▸ **Problem**:
Word for word, repeat every entry that appears below.

Exercise input Start Marker

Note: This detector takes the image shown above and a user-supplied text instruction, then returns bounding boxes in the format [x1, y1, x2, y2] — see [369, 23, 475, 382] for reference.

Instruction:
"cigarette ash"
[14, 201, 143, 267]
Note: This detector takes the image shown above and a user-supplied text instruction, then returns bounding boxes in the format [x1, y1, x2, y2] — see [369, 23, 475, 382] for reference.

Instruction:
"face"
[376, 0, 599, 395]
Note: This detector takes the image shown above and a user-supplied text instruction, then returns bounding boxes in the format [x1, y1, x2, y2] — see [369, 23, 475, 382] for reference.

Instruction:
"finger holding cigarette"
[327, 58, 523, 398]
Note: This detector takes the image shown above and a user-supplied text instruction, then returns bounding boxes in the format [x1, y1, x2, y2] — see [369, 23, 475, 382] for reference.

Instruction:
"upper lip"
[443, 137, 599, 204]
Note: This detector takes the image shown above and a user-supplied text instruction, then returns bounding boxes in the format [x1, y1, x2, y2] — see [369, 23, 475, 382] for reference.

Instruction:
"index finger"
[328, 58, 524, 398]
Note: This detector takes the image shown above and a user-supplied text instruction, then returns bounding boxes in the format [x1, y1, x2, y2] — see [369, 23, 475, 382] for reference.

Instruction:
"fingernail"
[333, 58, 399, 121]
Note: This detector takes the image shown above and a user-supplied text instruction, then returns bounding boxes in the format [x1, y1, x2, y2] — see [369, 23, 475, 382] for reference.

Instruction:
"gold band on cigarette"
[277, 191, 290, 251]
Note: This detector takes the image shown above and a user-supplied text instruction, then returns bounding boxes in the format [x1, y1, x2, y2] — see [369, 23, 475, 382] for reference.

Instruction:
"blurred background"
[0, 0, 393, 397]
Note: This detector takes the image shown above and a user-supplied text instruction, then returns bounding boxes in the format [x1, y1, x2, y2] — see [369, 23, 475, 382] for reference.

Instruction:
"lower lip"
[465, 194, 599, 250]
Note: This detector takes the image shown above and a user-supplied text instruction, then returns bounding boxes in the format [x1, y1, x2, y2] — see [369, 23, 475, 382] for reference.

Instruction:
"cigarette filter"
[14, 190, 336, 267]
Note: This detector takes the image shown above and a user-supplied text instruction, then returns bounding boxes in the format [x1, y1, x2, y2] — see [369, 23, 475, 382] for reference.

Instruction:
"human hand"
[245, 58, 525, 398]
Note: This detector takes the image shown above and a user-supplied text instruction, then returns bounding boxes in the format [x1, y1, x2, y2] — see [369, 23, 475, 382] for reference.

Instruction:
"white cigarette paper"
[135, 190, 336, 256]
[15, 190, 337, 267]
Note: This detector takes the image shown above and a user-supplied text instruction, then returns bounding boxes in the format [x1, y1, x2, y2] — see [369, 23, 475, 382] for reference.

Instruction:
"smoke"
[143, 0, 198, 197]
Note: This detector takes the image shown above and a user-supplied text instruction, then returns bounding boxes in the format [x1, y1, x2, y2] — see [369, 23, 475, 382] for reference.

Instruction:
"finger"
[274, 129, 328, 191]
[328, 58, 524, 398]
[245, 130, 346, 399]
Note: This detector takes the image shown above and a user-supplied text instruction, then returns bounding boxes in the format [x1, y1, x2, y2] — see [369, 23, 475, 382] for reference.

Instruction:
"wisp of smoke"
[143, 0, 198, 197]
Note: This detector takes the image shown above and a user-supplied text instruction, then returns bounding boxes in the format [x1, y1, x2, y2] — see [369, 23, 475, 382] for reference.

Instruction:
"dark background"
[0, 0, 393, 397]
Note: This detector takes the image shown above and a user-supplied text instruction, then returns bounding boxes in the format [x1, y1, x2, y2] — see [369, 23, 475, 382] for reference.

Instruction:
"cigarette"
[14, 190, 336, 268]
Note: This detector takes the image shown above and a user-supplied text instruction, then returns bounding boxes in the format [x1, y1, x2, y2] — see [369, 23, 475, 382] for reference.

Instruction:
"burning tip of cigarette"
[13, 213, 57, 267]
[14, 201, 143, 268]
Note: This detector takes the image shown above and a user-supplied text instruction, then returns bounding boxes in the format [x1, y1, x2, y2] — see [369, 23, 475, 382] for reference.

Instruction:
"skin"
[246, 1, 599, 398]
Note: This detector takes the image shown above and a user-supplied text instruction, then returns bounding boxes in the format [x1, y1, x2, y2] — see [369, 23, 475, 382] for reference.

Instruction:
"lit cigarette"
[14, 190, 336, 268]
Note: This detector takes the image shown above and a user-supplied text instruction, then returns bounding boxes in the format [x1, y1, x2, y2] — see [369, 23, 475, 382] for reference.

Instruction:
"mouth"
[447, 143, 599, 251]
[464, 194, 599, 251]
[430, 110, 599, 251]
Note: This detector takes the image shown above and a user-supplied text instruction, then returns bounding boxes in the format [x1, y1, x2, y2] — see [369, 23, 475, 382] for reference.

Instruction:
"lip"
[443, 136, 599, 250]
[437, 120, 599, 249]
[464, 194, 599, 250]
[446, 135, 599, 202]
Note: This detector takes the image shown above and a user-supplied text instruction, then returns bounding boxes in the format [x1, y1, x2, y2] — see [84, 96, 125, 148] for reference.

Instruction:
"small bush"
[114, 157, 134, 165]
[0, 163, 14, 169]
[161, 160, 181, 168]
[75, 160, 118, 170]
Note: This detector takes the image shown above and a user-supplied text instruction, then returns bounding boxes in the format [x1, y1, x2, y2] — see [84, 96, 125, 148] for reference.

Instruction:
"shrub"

Exercise input End Marker

▸ **Reply to the exercise**:
Note: This detector takes the image shown above and a user-supplied text instruction, then returns bounding boxes in the format [x1, y1, x2, y2] — see [369, 23, 475, 382] for reference.

Instruction:
"cigarette ash"
[14, 201, 143, 267]
Note: This detector takes the image shown above and a user-supplied text instruction, then returns bounding boxes in the format [x1, y1, x2, y2] — see [369, 23, 475, 382] for reference.

Instruction:
"face"
[376, 0, 599, 395]
Note: This detector takes the image shown above and a user-supplied text instruction, then returns bounding boxes in the format [x1, y1, x2, y2] — see [369, 23, 475, 382] for reference.

Instruction:
"finger holding cigarette"
[327, 58, 523, 398]
Note: This detector takes the image shown above and a user-supplied text instruction, then returns bounding boxes in the format [x1, y1, x2, y2] — see [369, 23, 475, 382] for reference.

Instruction:
"upper lip"
[443, 137, 599, 204]
Note: This detector takes the image shown above and a user-supplied text instruction, then returns bounding boxes in the format [x1, y1, x2, y2] — see [369, 23, 475, 382] for reference.

Instruction:
"index finger"
[328, 58, 524, 398]
Note: This detector takes the image shown above and a user-supplied text instruction, then returns bounding boxes in the format [x1, y1, x2, y2] — see [369, 23, 475, 382] for reference.

Instruction:
"fingernail"
[333, 58, 399, 121]
Note: This detector takes the image shown above and a user-supplied text instruction, then returns bounding boxes in the format [x1, y1, x2, y2] — see [369, 23, 475, 382] for reference.

Instruction:
"gold band on cigarette"
[277, 191, 290, 251]
Note: This detector takes the image shown above and a user-supplied text instruction, then returns bounding boxes in the format [x1, y1, x2, y2] — see [369, 23, 475, 382] for reference.

Instruction:
"blurred background"
[0, 0, 393, 397]
Note: This detector takes the image shown above and a user-supplied text instruction, then returns bounding boxes in the format [x1, y1, x2, y2] — see [369, 23, 475, 382] for reference.

Instruction:
"lower lip"
[465, 194, 599, 250]
Note: This detector takes the image shown above and a user-supplied text instruction, then returns bounding boxes in the format [x1, y1, x2, y2] — see [369, 23, 475, 382] for reference.

Instruction:
"cigarette filter"
[14, 190, 336, 267]
Note: This detector takes the image shown above and a user-supplied text instruction, then returns bounding boxes in the format [x1, y1, x2, y2] — see [369, 23, 475, 382] for reference.

Instruction:
"human hand"
[245, 58, 525, 398]
Note: This detector takes the image shown above and a user-supplied text instruction, then returns bounding boxes in the format [x1, y1, x2, y2] — see [369, 23, 475, 382] for reference.

Instruction:
"white cigarette paper"
[135, 190, 336, 256]
[15, 190, 337, 267]
Note: This detector takes the image shown above and a user-supplied text instruction, then returns bounding boxes in the format [x1, y1, x2, y2] — see [369, 23, 475, 382] for reference.

Instruction:
"smoke"
[143, 0, 198, 197]
Note: This detector takes the image shown above and a user-supplied text instruction, then returns bounding boxes in the format [x1, y1, x2, y2] — see [369, 23, 475, 382] for reference.

Instruction:
"finger"
[274, 129, 328, 191]
[328, 58, 524, 398]
[245, 130, 346, 399]
Note: This detector takes the image shown above and a user-supplied text instruction, then returns bounding boxes in the format [x1, y1, x2, y2] — see [369, 23, 475, 382] for reference.

Instruction:
"wisp of smoke"
[143, 0, 198, 197]
Note: This detector takes the image shown above and a user-supplied text instruction, then returns bounding boxes in the format [x1, y1, x2, y2] — see [369, 23, 475, 382] for reference.

Instruction:
"dark background"
[0, 0, 393, 397]
Note: This detector takes the image shown above and a user-supplied text instruction, then returns bounding boxes in the format [x1, y1, x2, y2] — see [369, 23, 475, 382] for reference.

Instruction:
"cigarette"
[14, 190, 336, 268]
Note: This detector takes the image shown above and a user-supplied text instruction, then returns bounding boxes in the format [x1, y1, x2, y2] — see [369, 23, 475, 382] for reference.

Instruction:
"burning tip of cigarette"
[13, 213, 57, 267]
[14, 201, 143, 268]
Note: This detector takes the image shown above and a user-supplied text instruction, then returns bounding boxes in the format [x1, y1, x2, y2] — see [369, 23, 475, 382] for reference.

Instruction:
"skin"
[246, 1, 599, 398]
Note: This detector takes the image shown above and a user-supplied text instruction, then returns bounding boxes in the format [x1, y1, x2, y2] — see [369, 23, 475, 382] for reference.

Instruction:
"lit cigarette"
[14, 190, 336, 268]
Note: This detector takes the image shown above and a user-supplied text instruction, then returns bounding boxes in the format [x1, y1, x2, y2] — see [369, 23, 475, 382] for reference.

Instruction:
"mouth"
[447, 143, 599, 251]
[464, 194, 599, 251]
[430, 110, 599, 251]
Note: This detector takes the image shown above and a user-supplied text instruction, then returns bounding boxes in the format [x1, y1, x2, y2] — see [369, 23, 475, 382] for reference.

Instruction:
"lip"
[443, 136, 599, 250]
[437, 120, 599, 249]
[464, 194, 599, 250]
[446, 135, 599, 202]
Note: This detector takes the image shown above and a user-supplied text instruction, then returns bounding boxes in the format [x1, y1, x2, y2] — see [84, 96, 125, 148] for reference.

Instruction:
"small bush"
[114, 157, 134, 165]
[0, 163, 14, 169]
[161, 160, 181, 168]
[75, 160, 118, 170]
Note: This detector takes the image shown above and a user-supplied text instruction, then returns bounding boxes in the format [x1, y1, x2, y2] — see [84, 96, 125, 148] for reference.

Instruction:
"shrub"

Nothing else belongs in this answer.